-- Material shown follows --

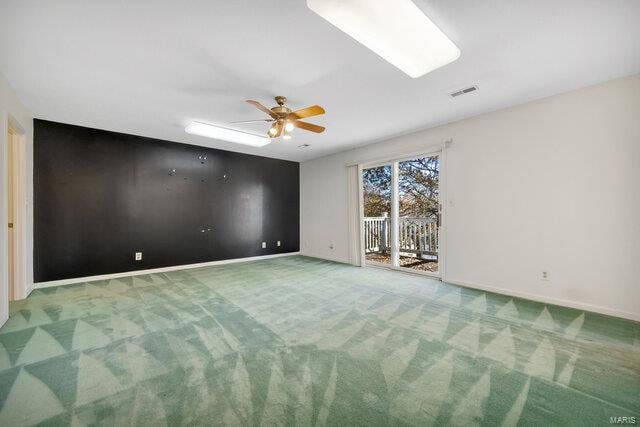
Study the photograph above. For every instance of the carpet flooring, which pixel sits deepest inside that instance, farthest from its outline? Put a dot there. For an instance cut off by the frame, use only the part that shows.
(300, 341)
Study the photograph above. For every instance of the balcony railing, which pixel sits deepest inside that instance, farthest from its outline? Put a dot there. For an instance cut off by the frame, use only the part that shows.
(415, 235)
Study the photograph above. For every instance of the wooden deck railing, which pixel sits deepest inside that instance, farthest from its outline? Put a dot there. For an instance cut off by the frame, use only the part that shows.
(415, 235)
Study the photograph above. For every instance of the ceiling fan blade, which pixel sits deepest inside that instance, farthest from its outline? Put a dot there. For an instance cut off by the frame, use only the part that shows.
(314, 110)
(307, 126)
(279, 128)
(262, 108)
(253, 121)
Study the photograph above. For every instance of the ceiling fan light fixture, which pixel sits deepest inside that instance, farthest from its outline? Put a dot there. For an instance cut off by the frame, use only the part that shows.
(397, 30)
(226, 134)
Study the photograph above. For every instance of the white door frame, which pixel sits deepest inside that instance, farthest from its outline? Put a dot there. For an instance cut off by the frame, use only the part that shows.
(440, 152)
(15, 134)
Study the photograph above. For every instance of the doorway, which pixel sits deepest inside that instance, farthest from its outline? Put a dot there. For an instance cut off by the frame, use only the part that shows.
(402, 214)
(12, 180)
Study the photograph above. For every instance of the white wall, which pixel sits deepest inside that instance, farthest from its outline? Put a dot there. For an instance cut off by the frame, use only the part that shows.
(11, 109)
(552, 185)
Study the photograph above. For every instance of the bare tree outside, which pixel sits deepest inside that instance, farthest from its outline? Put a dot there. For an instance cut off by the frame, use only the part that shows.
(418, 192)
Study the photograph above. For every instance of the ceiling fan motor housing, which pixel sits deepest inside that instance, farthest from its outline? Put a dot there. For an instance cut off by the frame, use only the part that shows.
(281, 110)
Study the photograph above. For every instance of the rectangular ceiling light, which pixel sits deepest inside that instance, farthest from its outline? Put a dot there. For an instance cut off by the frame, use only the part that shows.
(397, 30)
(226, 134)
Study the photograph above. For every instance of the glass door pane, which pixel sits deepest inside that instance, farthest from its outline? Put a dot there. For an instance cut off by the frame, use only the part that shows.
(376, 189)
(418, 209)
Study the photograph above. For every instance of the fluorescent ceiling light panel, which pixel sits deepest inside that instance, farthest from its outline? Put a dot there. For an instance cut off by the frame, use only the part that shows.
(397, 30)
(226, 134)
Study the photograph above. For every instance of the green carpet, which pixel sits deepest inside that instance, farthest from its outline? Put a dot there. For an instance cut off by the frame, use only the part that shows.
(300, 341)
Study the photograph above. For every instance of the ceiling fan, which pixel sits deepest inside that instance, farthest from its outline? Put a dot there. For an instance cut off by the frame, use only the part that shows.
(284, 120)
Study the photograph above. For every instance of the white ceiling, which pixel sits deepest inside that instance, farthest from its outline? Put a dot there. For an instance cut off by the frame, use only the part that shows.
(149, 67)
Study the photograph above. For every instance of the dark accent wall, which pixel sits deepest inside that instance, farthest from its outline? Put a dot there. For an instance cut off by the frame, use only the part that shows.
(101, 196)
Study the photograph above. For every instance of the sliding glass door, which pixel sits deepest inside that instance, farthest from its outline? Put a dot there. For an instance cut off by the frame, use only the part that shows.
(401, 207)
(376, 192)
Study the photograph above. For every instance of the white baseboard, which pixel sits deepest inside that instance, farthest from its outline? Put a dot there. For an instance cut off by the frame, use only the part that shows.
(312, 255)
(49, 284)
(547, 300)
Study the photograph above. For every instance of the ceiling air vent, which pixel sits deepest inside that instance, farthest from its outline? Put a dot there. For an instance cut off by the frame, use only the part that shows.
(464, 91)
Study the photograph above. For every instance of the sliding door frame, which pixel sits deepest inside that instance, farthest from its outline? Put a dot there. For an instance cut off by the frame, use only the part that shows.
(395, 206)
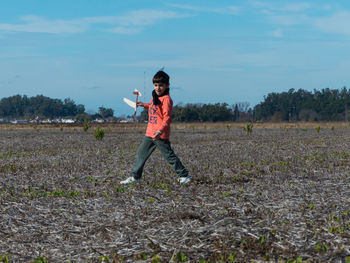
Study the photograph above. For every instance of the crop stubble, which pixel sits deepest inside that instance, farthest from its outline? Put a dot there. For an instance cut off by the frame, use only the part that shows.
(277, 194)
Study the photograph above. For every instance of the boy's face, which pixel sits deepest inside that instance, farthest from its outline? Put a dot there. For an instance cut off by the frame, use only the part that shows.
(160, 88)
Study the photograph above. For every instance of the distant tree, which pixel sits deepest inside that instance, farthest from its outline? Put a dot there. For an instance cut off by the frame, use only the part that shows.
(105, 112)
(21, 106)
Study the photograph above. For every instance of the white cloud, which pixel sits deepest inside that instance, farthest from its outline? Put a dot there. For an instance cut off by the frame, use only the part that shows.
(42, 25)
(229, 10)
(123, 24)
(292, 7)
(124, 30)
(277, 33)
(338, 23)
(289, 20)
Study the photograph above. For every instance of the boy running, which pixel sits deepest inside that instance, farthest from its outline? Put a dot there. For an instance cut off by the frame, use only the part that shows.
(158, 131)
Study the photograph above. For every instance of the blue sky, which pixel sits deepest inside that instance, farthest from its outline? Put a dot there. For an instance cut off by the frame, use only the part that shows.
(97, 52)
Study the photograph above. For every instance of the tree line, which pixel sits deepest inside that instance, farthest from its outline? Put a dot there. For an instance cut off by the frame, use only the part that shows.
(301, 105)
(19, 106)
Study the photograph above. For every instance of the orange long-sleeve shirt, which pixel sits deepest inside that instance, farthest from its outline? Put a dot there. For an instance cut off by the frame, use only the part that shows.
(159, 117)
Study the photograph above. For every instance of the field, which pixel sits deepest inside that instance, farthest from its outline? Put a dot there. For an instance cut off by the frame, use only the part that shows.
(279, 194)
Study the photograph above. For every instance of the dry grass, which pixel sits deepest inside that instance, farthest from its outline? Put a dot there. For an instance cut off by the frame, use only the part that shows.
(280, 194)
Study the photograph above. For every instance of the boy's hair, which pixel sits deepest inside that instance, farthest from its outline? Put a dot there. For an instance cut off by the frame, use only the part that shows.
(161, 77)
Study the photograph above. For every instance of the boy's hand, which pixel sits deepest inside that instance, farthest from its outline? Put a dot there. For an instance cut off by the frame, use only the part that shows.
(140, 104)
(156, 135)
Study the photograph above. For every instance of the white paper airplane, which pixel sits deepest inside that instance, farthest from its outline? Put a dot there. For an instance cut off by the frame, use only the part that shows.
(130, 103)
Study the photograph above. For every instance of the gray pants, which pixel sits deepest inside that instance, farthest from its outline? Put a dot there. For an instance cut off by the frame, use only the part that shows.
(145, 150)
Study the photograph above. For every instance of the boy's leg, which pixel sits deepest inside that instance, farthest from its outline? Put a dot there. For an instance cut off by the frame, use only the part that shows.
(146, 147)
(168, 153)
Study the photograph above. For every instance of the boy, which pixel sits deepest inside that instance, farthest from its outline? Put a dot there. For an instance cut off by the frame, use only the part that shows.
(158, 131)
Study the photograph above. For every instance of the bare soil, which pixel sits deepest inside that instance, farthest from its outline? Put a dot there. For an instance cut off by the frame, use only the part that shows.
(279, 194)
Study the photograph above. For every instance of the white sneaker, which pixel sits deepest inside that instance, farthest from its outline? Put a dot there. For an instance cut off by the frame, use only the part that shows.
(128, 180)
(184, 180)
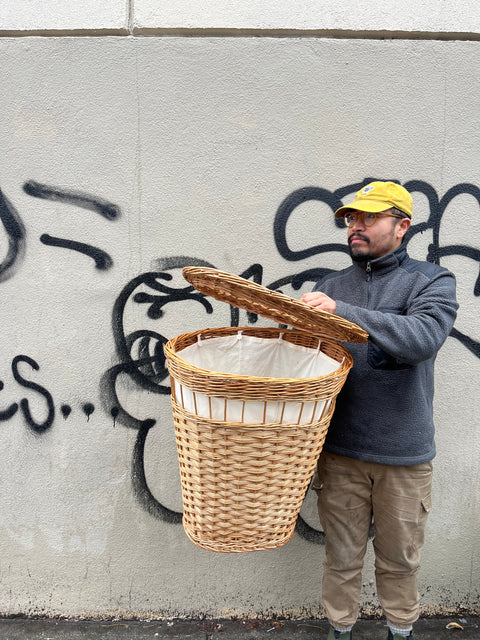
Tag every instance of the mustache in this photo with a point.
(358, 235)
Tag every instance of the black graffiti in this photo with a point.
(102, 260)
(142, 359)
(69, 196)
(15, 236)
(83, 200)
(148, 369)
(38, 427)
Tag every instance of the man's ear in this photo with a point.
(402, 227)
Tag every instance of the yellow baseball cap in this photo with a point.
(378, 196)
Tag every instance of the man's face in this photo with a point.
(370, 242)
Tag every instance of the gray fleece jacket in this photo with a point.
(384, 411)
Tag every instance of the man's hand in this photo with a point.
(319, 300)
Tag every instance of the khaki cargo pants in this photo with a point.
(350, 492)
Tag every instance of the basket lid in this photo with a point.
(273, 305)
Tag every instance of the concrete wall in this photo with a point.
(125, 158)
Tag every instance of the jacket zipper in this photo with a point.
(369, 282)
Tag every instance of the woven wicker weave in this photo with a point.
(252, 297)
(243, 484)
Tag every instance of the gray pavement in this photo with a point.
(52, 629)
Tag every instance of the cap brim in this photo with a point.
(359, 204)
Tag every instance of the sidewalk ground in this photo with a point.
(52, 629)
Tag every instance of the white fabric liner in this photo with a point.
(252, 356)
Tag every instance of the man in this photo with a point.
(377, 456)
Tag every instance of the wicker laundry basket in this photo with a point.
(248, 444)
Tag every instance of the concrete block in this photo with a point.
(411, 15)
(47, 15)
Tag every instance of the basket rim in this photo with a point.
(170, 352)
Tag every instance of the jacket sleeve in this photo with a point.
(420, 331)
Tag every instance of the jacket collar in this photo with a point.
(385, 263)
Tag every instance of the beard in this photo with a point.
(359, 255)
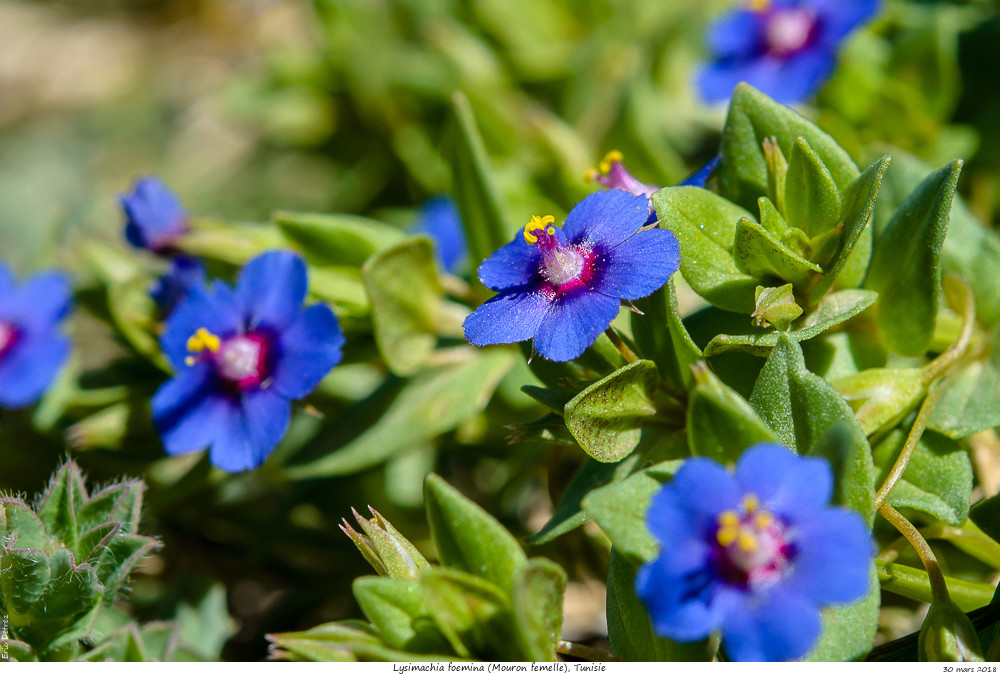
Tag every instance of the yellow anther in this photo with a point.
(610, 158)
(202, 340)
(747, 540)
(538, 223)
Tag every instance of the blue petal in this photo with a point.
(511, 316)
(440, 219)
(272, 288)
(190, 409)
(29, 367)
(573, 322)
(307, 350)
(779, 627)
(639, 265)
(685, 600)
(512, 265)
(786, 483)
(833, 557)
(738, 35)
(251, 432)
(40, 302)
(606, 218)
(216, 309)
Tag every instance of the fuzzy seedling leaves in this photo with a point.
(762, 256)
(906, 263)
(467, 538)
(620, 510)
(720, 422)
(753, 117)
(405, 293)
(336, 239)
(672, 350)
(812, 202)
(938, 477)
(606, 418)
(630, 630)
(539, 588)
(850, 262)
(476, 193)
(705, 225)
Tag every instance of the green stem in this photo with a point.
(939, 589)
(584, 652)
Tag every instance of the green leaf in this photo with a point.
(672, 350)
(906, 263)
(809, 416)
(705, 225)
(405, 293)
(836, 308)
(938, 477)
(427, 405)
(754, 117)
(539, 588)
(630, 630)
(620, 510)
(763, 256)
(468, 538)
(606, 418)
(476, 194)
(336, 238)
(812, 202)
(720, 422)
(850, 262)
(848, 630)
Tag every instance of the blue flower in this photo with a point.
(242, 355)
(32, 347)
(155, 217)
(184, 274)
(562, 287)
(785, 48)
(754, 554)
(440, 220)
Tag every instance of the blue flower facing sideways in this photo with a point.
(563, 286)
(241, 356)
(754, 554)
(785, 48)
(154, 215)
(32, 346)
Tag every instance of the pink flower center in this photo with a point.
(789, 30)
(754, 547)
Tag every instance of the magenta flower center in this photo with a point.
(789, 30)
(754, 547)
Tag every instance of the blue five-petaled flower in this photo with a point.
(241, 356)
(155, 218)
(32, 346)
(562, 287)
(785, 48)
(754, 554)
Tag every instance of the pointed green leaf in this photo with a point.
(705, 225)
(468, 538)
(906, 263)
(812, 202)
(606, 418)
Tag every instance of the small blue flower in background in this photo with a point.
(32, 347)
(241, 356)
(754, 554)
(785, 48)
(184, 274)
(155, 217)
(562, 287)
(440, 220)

-- Material shown concluded --

→ Task description
Beginning with the line containing "Tag every instance of the blue flower facing" and ending with the last line of the listing above, return every line exactly and nothing else.

→ Exercise answer
Tag every instance of the blue flower facing sideways in this photo with a point.
(563, 286)
(241, 356)
(754, 554)
(785, 48)
(154, 215)
(32, 346)
Tag every instance of the pink flower center in this photo with a point.
(789, 30)
(754, 547)
Tag every instance of the magenta flower center in this photo with a point.
(789, 30)
(754, 547)
Tag every instance of the blue five-petaled flower in this photo with a point.
(241, 356)
(155, 218)
(32, 346)
(562, 287)
(785, 48)
(754, 554)
Tag every instance of the pointed green leaf in this photo with a point.
(705, 225)
(468, 538)
(906, 263)
(812, 202)
(606, 418)
Tag every instance of the small blue flower in background in this photo with a point.
(32, 347)
(241, 356)
(754, 554)
(785, 48)
(184, 274)
(155, 217)
(562, 287)
(440, 220)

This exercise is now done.